- _Source document_
—————

Listening to Prime Minister Narendra Modi when, in an effort to address the economic fall-out generated by the Covid-19 pandemic, he announced the Great Indian Bailout, aka Atmanirbhar, it seemed that the BJP Government had learnt a trick or two from its politics. Alas, when the Finance Minister rolled out the details over the next five days, it seemed that Atmanirbhar was mere rhetoric and the Government was using its usual slap-dash methods to cover serious injuries with Band-Aid.

That the commentariat concluded thus may seem a tad unfair, given that the Government did announce some transformational policies such as creating the central Agricultural Products Marketing Committee (APMC) or effecting changes in the labour code. However, the overall effort, was underwhelming rather than path-breaking.

For example, a subjective analysis of the over 50 or so line items in the announcements show that less than 20 per cent of them were substantially structural in character, while the majority were in the nature of accounting disbursals, palliatives for the current situation and a bit of deft re-purposing of programmes previously announced. No wonder the commentariat reached the conclusions it did.

So, what were the missed opportunities?

Shouldn’t relief measures have been given? Given the dire straits different sections of the economy are facing, it was a no-brainer that relief is necessary and some sections of the society, particularly the socio-economically poor, had to be given hand-outs.

Two issues stand out though.

· Relief and aid are a necessity in the circumstances and are time- and situation-specific. They are not going to continue in perpetuity. Atmanirbhar, on the other hand, was touted as the promise of structural change that would have a long-term impact.

· Even in meting out relief and aid, the Government had the opportunity to establish standards applicable in any calamity. By making it situation-specific, the Government lost an opportunity to create the confidence among those impacted most significantly that it would stand by them through thick and thin. Had it done so, the relief measures could well have been seen to be a part of the package of promises, rather than accounting legerdemain.

The true path of Atmanirbhar

In his address to the nation on the eve of the announcements, the Prime Minister painted a picture of Atmanirbhar as a game-changing way of administering the country that will make the 2020s a decade when India blooms. Sadly, the package of initiatives announced following this address, flattered to deceive and did not decisively create a favourable environment for this to happen.

So, what could it have done?

First and foremost, this Government could have changed the traditional role of the Government as a gatekeeper of laws to a facilitator of aspirations. Thus, the current model of governance built around the ‘will of the majority’ to a model of governance directed towards the ‘good of the majority’. In the latter case, the Government would make the effort to understand the pulls and pushes of the different sections of society and create a structure to meet those needs.

Thus, in this model, Atmanirbhar could have been the creation of an unemployment guarantee programme that automatically came into effect during calamities such as these, for example. It could mean the creation of processes through which programmes like ‘vocal for local’ could move from mere slogans, to actual practice.

—————

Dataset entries
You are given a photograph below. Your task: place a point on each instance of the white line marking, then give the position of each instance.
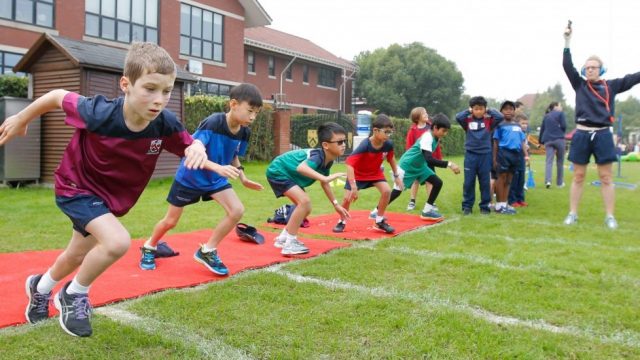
(558, 241)
(539, 266)
(626, 338)
(210, 347)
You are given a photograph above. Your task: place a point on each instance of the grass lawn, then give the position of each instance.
(497, 286)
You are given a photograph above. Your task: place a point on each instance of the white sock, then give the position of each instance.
(207, 249)
(46, 283)
(283, 234)
(427, 207)
(148, 245)
(76, 288)
(291, 238)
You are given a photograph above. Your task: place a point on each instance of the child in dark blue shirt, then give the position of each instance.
(478, 123)
(507, 151)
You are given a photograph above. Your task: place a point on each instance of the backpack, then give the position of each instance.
(282, 214)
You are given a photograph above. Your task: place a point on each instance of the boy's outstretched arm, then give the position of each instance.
(336, 205)
(249, 184)
(16, 125)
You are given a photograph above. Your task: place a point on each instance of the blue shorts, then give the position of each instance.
(82, 209)
(599, 143)
(363, 184)
(280, 187)
(181, 195)
(508, 160)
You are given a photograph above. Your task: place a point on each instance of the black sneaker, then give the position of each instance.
(38, 308)
(382, 225)
(75, 312)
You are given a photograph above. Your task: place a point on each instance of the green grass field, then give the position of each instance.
(474, 287)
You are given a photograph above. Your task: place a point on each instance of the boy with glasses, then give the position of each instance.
(364, 171)
(289, 173)
(416, 163)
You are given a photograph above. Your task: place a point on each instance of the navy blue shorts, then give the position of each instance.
(508, 160)
(181, 195)
(599, 143)
(81, 210)
(363, 184)
(280, 187)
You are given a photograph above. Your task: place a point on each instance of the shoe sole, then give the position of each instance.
(58, 305)
(147, 268)
(27, 288)
(200, 261)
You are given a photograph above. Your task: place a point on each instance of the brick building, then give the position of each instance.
(219, 42)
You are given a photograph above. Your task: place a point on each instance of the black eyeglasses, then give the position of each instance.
(339, 142)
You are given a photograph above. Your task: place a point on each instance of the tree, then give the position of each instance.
(399, 78)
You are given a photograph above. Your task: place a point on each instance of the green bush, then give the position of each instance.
(199, 107)
(16, 86)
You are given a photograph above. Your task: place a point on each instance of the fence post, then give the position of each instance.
(281, 131)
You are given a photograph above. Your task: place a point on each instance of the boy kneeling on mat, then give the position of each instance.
(364, 171)
(225, 136)
(289, 173)
(415, 164)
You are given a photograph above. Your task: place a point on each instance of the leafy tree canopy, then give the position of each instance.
(397, 79)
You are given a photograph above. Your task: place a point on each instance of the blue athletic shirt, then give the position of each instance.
(509, 135)
(221, 145)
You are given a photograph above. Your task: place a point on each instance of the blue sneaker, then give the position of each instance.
(431, 215)
(38, 308)
(506, 211)
(211, 261)
(148, 259)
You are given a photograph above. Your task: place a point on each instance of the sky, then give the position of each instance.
(504, 48)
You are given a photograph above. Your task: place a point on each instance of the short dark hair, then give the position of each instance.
(507, 103)
(246, 92)
(382, 121)
(440, 121)
(477, 100)
(326, 131)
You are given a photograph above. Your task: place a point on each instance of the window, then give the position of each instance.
(326, 77)
(36, 12)
(251, 62)
(122, 20)
(272, 66)
(201, 33)
(289, 72)
(8, 61)
(208, 88)
(305, 73)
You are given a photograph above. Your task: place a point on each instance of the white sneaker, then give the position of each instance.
(611, 222)
(411, 206)
(294, 247)
(279, 243)
(572, 219)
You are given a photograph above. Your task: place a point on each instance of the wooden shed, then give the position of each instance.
(89, 69)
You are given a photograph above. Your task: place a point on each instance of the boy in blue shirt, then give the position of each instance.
(225, 136)
(289, 173)
(508, 148)
(478, 123)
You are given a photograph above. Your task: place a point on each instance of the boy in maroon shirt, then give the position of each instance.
(104, 169)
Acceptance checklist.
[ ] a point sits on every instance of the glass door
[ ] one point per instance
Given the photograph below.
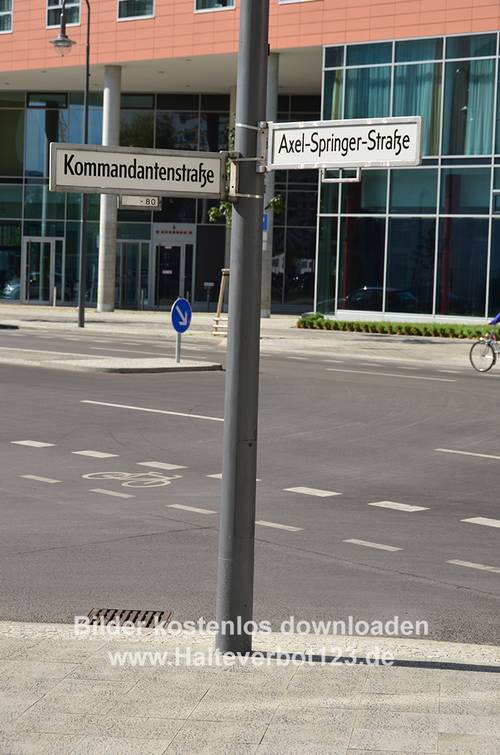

—————

- _What you are asked to do_
According to the commentary on the Atmanirbhar package, what share of the announced line items were substantially structural in character?

- _Response to this exercise_
Less than 20 percent of them.